● **DIRECTIONS**
Produce an exact transcription of the data, with the images left out.

● **EXCERPTED RECORDS**
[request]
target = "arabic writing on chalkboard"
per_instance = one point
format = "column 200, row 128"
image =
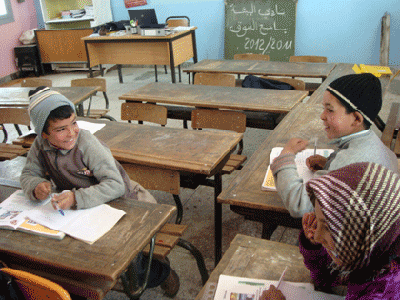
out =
column 260, row 26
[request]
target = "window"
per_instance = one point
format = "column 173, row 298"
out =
column 6, row 15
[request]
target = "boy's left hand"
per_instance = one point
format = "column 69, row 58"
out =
column 65, row 200
column 294, row 146
column 272, row 294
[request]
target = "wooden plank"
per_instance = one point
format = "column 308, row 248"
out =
column 154, row 178
column 272, row 68
column 233, row 98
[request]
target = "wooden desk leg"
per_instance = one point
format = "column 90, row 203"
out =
column 172, row 63
column 120, row 74
column 217, row 218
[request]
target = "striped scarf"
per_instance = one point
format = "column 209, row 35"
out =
column 361, row 205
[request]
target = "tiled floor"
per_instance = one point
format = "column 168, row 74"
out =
column 197, row 204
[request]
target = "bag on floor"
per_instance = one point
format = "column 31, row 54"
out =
column 251, row 81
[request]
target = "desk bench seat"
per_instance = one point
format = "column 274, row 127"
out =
column 166, row 239
column 254, row 119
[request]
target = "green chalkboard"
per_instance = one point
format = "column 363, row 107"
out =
column 260, row 26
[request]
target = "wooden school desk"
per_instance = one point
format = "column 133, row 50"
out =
column 304, row 122
column 18, row 96
column 256, row 67
column 86, row 270
column 268, row 101
column 260, row 259
column 194, row 155
column 171, row 50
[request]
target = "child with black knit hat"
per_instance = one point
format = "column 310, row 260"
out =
column 351, row 103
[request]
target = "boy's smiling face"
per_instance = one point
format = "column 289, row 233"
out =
column 336, row 120
column 62, row 134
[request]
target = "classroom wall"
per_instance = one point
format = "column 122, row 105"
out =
column 344, row 31
column 24, row 19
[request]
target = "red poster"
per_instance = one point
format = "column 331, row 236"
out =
column 133, row 3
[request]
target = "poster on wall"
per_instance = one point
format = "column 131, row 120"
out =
column 133, row 3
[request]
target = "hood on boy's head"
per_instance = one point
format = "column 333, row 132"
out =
column 41, row 103
column 363, row 92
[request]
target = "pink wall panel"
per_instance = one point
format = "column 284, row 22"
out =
column 24, row 19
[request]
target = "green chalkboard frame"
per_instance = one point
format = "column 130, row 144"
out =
column 260, row 26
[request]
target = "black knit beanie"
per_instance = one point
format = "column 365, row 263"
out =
column 363, row 92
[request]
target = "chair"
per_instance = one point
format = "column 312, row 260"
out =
column 310, row 86
column 174, row 21
column 16, row 116
column 34, row 287
column 224, row 120
column 144, row 112
column 171, row 234
column 36, row 82
column 102, row 87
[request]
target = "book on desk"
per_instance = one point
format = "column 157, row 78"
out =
column 232, row 287
column 13, row 217
column 268, row 183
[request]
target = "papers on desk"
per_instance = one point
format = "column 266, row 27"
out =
column 304, row 172
column 13, row 213
column 182, row 28
column 87, row 225
column 231, row 287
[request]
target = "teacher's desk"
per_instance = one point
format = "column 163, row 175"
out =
column 171, row 50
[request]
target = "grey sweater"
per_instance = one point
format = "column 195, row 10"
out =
column 364, row 146
column 89, row 169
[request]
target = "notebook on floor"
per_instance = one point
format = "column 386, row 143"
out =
column 146, row 18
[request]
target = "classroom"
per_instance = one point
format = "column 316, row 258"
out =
column 209, row 194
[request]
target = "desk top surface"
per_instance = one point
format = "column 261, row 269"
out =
column 257, row 258
column 256, row 67
column 97, row 265
column 218, row 97
column 18, row 96
column 245, row 188
column 134, row 37
column 169, row 148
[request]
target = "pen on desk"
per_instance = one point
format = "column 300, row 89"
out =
column 315, row 146
column 280, row 279
column 60, row 210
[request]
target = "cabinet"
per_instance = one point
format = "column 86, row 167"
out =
column 51, row 11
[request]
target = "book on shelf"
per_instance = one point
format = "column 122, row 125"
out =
column 13, row 217
column 232, row 287
column 268, row 183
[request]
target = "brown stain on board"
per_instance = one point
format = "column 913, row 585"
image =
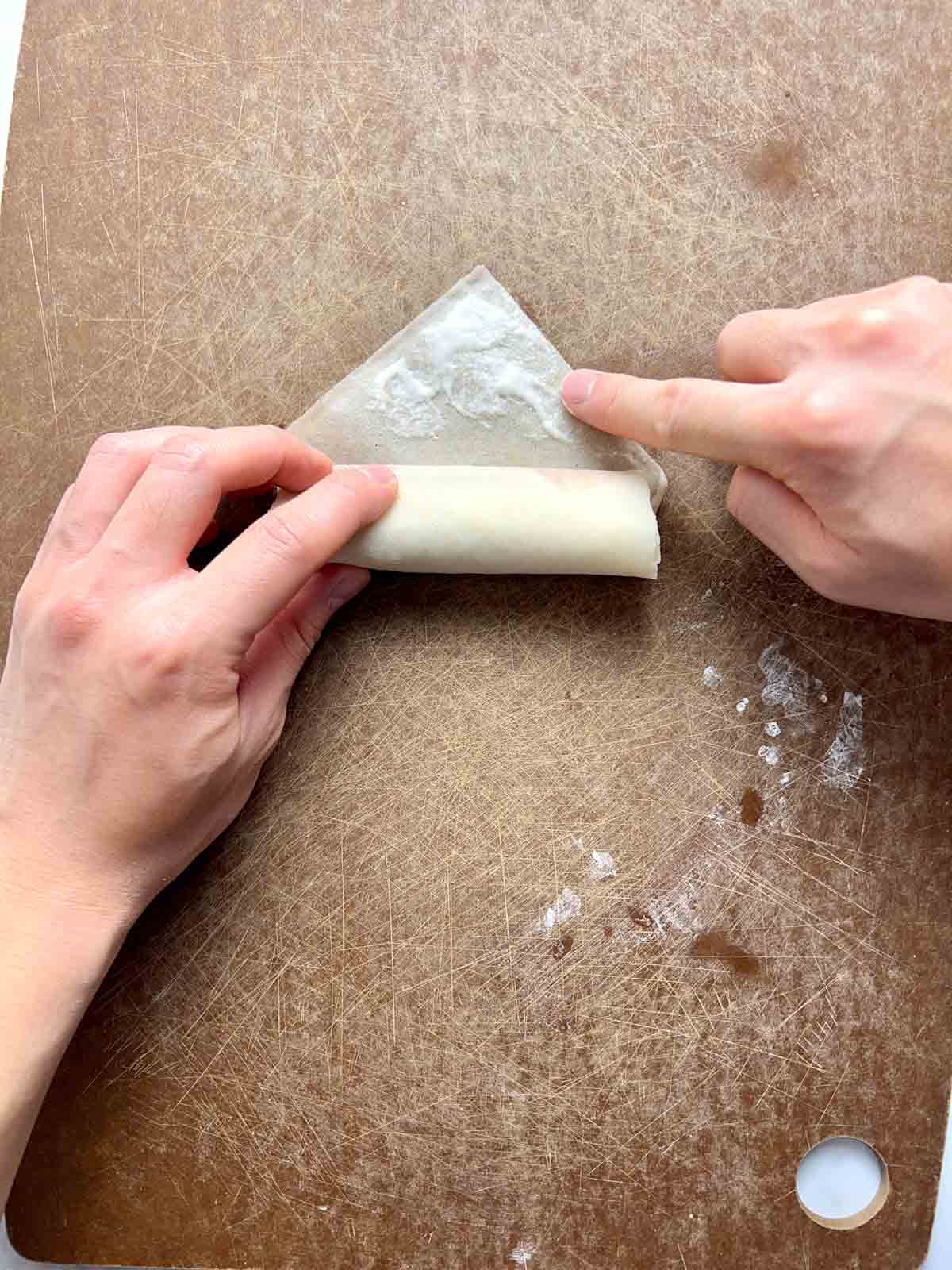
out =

● **ANSWER TO THE EXERCISE**
[request]
target = "arabic writing on chalkboard"
per_instance = one point
format = "column 200, row 128"
image =
out =
column 260, row 26
[request]
target = "window"
per_instance = one point
format = "column 173, row 298"
out =
column 6, row 15
[request]
target = "boy's left hand"
per_instance = one point
format = "column 69, row 58"
out =
column 65, row 200
column 294, row 146
column 272, row 294
[request]
target = "wooden plank"
per_instance = one point
format = "column 308, row 248"
out =
column 154, row 178
column 272, row 68
column 233, row 98
[request]
target = "wooden desk leg"
per_instance = one point
format = "column 90, row 203"
out =
column 172, row 63
column 120, row 74
column 217, row 218
[request]
target = "striped scarf"
per_instance = one point
format = "column 209, row 35"
out =
column 361, row 205
[request]
target = "tiled floor"
per_instance = one point
format = "column 168, row 74"
out =
column 197, row 204
[request]
target = "bag on floor"
per_instance = one point
format = "column 31, row 54"
out =
column 251, row 81
[request]
target = "desk bench seat"
per_instance = one point
format = "column 274, row 127"
out =
column 166, row 239
column 254, row 119
[request]
target = "green chalkboard"
per_instance = one point
format = "column 363, row 107"
out =
column 260, row 26
[request]
target = "wooden school desk"
per_instance = one point
format = "column 133, row 50"
out =
column 304, row 122
column 18, row 96
column 256, row 67
column 86, row 270
column 268, row 101
column 260, row 259
column 194, row 155
column 171, row 50
[request]
target = "child with black knit hat"
per_instance = one point
format = "column 310, row 260"
out =
column 351, row 103
[request]
target = "boy's smiling face"
per_instance = one point
format = "column 289, row 233"
out =
column 336, row 120
column 62, row 134
[request]
target = "classroom wall"
per_instance = one point
format = "column 122, row 105"
out =
column 344, row 31
column 24, row 19
[request]
target = "red poster"
per_instance = one point
format = "column 331, row 236"
out =
column 133, row 3
[request]
target = "poster on wall"
per_instance = one point
format = "column 131, row 120"
out =
column 133, row 3
[request]
target = "hood on boy's head"
per_instance = one point
format = "column 333, row 132"
out =
column 41, row 103
column 363, row 92
[request]
target = "pink wall panel"
per_instance = one point
format = "column 284, row 22"
out =
column 24, row 19
[request]
target = "green chalkboard frame"
per_instance = one point
format = "column 130, row 144"
out =
column 260, row 26
[request]
target = "black knit beanie"
per_instance = one point
format = "column 365, row 263"
out =
column 363, row 92
[request]
target = "chair"
per_instance = one point
format = "column 312, row 260"
out =
column 310, row 86
column 174, row 21
column 16, row 116
column 34, row 287
column 224, row 120
column 144, row 112
column 171, row 234
column 36, row 82
column 102, row 87
[request]
target = "book on desk"
per_instance = one point
format = "column 157, row 78"
out =
column 232, row 287
column 13, row 217
column 268, row 183
[request]
target = "papers on desk"
per_instance = one point
format = "column 266, row 27"
out =
column 304, row 172
column 13, row 213
column 182, row 28
column 87, row 225
column 231, row 287
[request]
target = "teacher's desk"
per_instance = one point
format = "column 163, row 175"
out =
column 171, row 50
[request]
target = "grey sweater"
per_instance = one point
format = "column 195, row 10"
out =
column 364, row 146
column 89, row 169
[request]
target = "notebook on floor"
per_instance = one point
format = "column 386, row 143"
out =
column 146, row 18
[request]
target = "classroom"
per_instance = one point
format = "column 316, row 258"
out =
column 209, row 194
[request]
target = "desk top surface"
per_instance = one point
format = "column 261, row 269"
out =
column 257, row 258
column 256, row 67
column 97, row 265
column 218, row 97
column 18, row 96
column 245, row 188
column 134, row 37
column 169, row 148
[request]
target = "pen on desk"
per_instance = one point
format = "column 300, row 89"
out =
column 315, row 146
column 280, row 279
column 60, row 210
[request]
target = "cabinet"
per_instance = one point
format = "column 86, row 167"
out =
column 51, row 11
[request]
target = "book on shelf"
per_instance = one point
format = "column 122, row 125"
out =
column 13, row 217
column 232, row 287
column 268, row 183
[request]
target = "brown stain on board"
per_instance = one point
format = "column 913, row 585"
image =
out =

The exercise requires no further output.